◆ Directions for this task
Scale the records below, from their start up to and including the line with "[[231, 766], [1247, 752], [112, 767]]", by writing those lines out again, requests included, with every coordinate in the answers multiplied by 1.7 and rounded to a whole number, halves rounding up. Reproduce only those lines, and leave the pictures out.

◆ Dataset rows
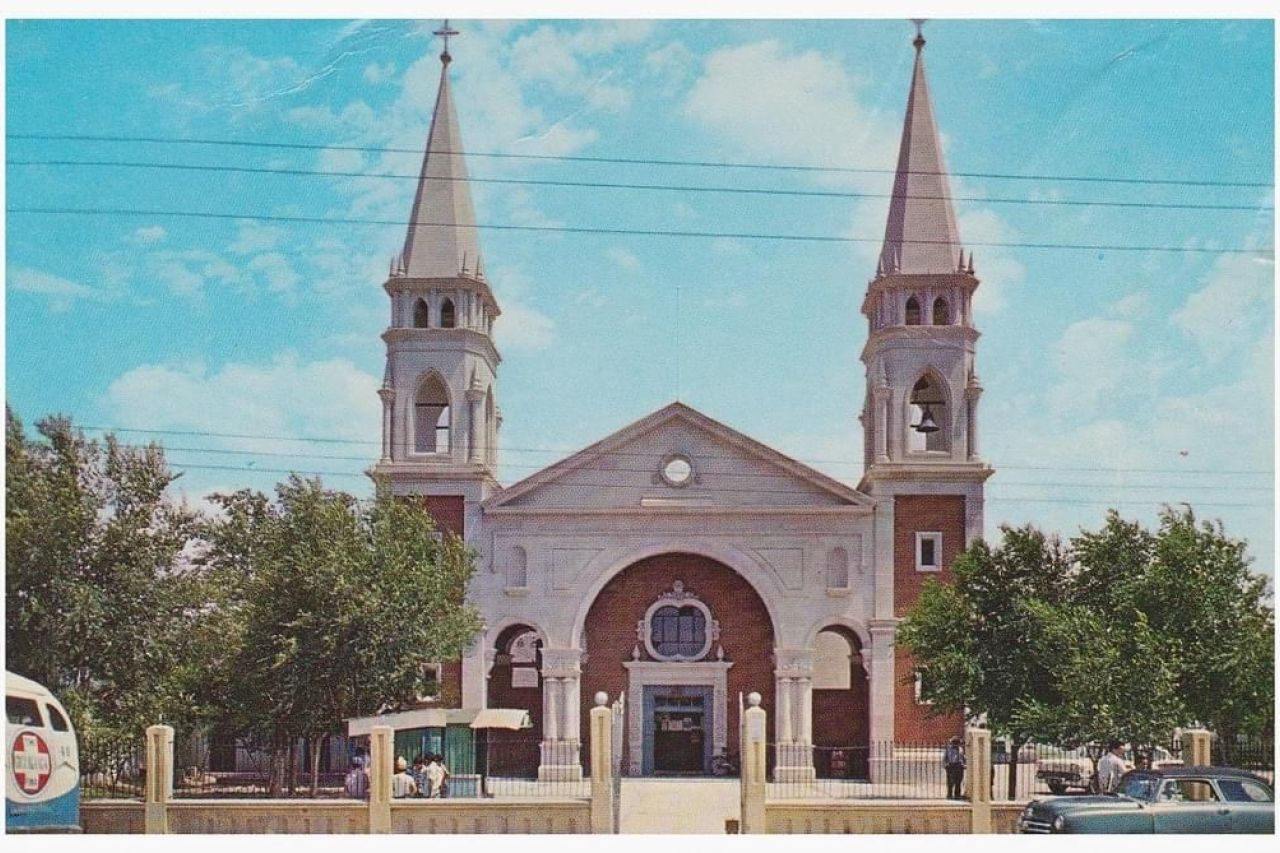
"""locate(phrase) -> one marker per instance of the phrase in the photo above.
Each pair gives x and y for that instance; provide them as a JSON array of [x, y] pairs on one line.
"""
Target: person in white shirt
[[402, 784], [1111, 767], [437, 772]]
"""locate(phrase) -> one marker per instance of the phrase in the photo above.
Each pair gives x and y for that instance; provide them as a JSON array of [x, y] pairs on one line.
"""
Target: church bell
[[927, 423]]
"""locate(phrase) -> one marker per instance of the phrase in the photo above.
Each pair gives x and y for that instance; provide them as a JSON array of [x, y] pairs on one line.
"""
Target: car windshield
[[1137, 787]]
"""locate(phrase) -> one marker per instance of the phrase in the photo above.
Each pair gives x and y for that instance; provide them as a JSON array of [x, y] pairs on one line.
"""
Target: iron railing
[[231, 766], [1247, 752], [112, 767]]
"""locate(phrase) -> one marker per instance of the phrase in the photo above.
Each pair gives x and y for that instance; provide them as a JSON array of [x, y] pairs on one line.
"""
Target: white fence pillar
[[159, 790]]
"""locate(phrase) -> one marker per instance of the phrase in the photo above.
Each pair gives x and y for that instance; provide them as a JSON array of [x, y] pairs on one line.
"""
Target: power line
[[617, 232], [571, 451], [662, 187], [183, 466], [223, 451], [305, 146]]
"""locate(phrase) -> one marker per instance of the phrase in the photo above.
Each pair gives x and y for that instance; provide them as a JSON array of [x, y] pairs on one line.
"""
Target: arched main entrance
[[682, 635], [840, 705]]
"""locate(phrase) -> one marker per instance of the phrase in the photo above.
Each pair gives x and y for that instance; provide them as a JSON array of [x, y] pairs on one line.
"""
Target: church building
[[679, 561]]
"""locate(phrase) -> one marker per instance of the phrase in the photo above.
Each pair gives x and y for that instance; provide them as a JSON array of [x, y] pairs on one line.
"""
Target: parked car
[[1171, 799], [1074, 770]]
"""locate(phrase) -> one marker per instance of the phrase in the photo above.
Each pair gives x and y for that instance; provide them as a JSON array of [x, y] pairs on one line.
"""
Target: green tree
[[973, 639], [101, 602], [1211, 616], [333, 606]]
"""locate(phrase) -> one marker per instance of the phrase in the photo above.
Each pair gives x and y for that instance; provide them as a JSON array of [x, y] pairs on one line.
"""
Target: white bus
[[42, 762]]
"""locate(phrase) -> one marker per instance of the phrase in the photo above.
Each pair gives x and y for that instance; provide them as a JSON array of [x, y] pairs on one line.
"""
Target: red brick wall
[[924, 514], [448, 512], [746, 633]]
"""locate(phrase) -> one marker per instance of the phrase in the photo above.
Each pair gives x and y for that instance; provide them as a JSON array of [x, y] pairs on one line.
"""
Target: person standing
[[437, 772], [1111, 769], [402, 784], [954, 762], [356, 785]]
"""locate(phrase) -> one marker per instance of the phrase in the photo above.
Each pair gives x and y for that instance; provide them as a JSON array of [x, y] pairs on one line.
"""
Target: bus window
[[22, 711], [56, 720]]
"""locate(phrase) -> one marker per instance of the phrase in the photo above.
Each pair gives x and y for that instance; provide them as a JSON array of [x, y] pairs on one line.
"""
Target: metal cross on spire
[[919, 32], [444, 32]]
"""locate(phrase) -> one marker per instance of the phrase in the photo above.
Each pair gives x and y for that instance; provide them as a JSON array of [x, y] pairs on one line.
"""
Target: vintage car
[[1075, 769], [1173, 799]]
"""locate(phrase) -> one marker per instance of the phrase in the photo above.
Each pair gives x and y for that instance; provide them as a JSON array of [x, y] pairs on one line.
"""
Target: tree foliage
[[332, 606], [100, 601], [1124, 634]]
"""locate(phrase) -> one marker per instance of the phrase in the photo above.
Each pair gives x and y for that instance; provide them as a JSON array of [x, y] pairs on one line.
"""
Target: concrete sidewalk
[[681, 806]]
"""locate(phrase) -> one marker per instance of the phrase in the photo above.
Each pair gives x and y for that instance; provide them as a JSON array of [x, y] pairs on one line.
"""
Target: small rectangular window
[[22, 711], [928, 551], [56, 721]]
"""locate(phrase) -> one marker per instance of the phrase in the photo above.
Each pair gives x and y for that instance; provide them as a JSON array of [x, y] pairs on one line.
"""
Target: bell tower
[[920, 413], [439, 410]]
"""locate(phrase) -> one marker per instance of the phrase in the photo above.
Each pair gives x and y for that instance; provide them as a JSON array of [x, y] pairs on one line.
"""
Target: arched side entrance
[[841, 720], [515, 682], [682, 635]]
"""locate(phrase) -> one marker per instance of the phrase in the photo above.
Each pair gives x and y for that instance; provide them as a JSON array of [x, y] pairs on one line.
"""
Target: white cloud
[[284, 397], [149, 235], [790, 108], [1230, 308], [624, 259], [378, 73], [1092, 360], [62, 292]]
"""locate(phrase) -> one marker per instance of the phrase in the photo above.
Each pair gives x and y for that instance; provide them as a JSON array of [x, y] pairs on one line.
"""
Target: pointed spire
[[920, 235], [442, 232]]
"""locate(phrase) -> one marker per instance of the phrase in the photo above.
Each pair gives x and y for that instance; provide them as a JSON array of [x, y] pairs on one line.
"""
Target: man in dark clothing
[[952, 760]]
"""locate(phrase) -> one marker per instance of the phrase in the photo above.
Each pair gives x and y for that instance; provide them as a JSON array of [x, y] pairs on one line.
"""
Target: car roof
[[1179, 771]]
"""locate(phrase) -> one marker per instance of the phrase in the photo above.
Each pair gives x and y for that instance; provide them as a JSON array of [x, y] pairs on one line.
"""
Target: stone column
[[388, 397], [977, 785], [475, 400], [882, 694], [159, 789], [972, 393], [382, 746], [602, 766], [881, 397], [752, 749], [562, 671], [794, 697]]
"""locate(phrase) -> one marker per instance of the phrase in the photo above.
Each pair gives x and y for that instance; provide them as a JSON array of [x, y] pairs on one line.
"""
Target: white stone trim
[[641, 674]]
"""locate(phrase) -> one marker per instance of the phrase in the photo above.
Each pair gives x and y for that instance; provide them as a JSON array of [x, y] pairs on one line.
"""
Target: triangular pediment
[[629, 469]]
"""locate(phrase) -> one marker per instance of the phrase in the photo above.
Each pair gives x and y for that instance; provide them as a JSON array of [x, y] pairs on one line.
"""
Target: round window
[[677, 470]]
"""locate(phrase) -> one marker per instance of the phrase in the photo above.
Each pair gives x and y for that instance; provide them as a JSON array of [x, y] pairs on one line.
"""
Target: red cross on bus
[[31, 762]]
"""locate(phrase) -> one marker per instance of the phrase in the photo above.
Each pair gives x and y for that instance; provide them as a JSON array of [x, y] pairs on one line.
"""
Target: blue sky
[[1112, 378]]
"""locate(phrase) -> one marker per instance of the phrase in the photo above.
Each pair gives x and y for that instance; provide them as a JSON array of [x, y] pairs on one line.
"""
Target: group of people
[[429, 778]]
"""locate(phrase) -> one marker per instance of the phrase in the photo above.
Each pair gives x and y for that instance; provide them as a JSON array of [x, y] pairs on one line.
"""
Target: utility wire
[[304, 146], [661, 187], [184, 466], [222, 451], [616, 232], [571, 451]]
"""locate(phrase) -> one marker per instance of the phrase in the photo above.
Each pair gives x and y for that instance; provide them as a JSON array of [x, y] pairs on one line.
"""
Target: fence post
[[159, 789], [977, 785], [1197, 744], [602, 766], [752, 749], [382, 744]]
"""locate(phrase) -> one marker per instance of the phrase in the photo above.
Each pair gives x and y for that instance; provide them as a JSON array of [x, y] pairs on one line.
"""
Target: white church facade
[[677, 560]]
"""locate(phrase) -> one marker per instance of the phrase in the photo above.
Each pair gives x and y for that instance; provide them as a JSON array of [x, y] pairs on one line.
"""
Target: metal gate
[[618, 725]]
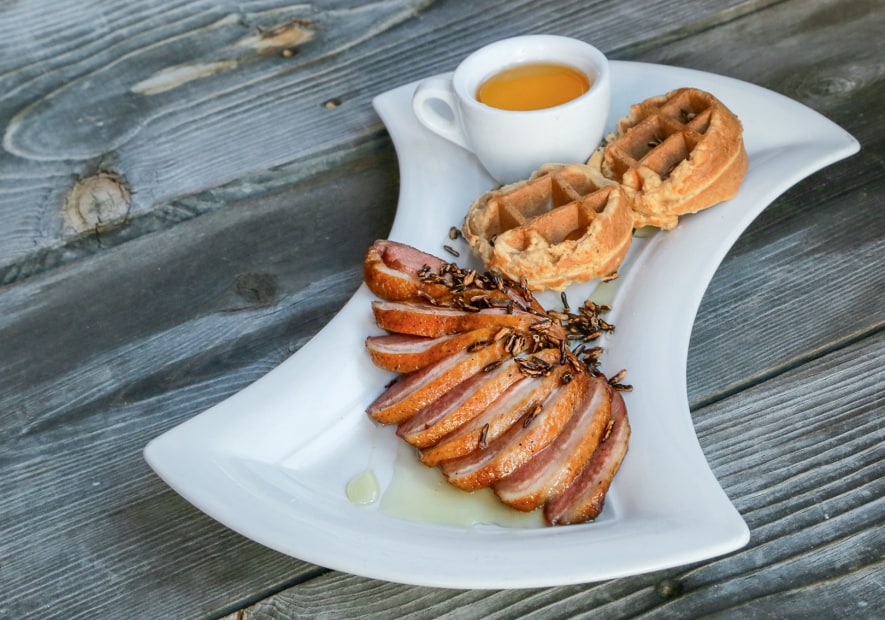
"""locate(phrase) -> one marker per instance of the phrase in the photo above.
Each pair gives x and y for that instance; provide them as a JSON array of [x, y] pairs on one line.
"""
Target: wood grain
[[251, 205], [809, 481], [178, 98]]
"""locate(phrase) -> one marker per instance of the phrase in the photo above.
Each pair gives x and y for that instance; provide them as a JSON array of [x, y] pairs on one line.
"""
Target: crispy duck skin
[[412, 392], [424, 319], [517, 401], [583, 500], [393, 272], [523, 440], [555, 467], [391, 269], [463, 403], [404, 353]]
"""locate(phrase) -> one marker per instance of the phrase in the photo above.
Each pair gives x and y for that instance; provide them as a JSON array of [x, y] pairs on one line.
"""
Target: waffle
[[674, 154], [554, 229]]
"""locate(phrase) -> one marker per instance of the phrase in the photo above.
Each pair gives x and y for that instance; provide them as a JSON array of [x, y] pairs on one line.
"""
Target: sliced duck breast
[[554, 468]]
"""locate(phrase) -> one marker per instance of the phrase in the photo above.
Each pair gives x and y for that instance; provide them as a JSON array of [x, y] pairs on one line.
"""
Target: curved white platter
[[273, 461]]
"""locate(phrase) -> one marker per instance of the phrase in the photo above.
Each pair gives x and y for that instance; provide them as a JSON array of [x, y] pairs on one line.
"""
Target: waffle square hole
[[668, 155], [645, 136], [686, 107]]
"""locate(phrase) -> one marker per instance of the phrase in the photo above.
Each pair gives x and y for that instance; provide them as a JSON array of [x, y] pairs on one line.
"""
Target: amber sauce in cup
[[533, 86]]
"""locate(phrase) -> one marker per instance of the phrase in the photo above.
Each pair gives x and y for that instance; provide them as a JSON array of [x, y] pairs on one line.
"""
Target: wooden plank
[[103, 354], [809, 480], [174, 98]]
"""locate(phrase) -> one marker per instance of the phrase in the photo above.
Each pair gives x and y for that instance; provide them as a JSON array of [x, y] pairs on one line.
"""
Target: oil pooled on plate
[[421, 493]]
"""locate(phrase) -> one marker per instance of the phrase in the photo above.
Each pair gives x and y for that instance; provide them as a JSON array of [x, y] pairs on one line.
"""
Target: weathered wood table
[[187, 190]]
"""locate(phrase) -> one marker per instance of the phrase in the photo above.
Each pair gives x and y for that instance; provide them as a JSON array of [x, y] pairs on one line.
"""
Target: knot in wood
[[259, 289], [96, 202]]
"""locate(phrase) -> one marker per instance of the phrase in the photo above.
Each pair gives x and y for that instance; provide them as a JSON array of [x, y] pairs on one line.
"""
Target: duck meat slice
[[391, 271], [464, 403], [583, 500], [404, 353], [523, 440], [555, 467], [412, 392], [424, 319], [520, 399]]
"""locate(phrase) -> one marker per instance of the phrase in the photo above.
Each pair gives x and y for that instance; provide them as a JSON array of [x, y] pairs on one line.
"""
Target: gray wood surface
[[234, 173]]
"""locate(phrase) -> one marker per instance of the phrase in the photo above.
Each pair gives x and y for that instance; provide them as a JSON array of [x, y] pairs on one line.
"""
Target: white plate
[[273, 461]]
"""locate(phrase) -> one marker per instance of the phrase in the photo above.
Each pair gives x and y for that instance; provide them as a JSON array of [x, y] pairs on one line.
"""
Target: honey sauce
[[533, 86]]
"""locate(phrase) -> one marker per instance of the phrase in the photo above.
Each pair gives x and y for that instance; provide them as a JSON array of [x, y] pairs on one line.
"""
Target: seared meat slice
[[404, 353], [424, 319], [459, 406], [391, 271], [555, 467], [523, 440], [518, 400], [412, 392], [464, 403], [584, 498]]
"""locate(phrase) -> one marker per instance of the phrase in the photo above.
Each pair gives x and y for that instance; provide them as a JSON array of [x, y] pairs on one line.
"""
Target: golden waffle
[[676, 153], [556, 228]]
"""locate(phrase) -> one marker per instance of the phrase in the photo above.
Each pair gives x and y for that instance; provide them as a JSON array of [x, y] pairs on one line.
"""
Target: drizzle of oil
[[420, 493], [363, 488]]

◆ Answer
"""locate(phrase) -> one marker per instance of the phrase in the photo above.
Each pair gives x and y for that instance; provide them as a JSON array of [x, y] pairs on one line.
"""
Target: person in white shirt
[[683, 1333], [1889, 1304], [743, 1312]]
"""locate(phrase) -> one marker per instance of the phrase in the photo above.
Each pair gives x and y for that instance; provide them as a JSON array of [x, y] pairs on one line.
"""
Target: church bell
[[1576, 719]]
"""locate(phrase) -> one marker per instance of the phrase in the photo above.
Each pair gives x and y for that instance; provide them as a JSON array of [x, y] pairs on one line.
"""
Target: car windshield
[[1933, 1338]]
"""locate(phrase) -> one marker per instance of the phrase in the photo above.
Each pair gives x and y for that instance; provide them as a JSON array of [x, y] pairs on one line.
"""
Target: iron railing
[[393, 1302], [2120, 1278], [190, 1304]]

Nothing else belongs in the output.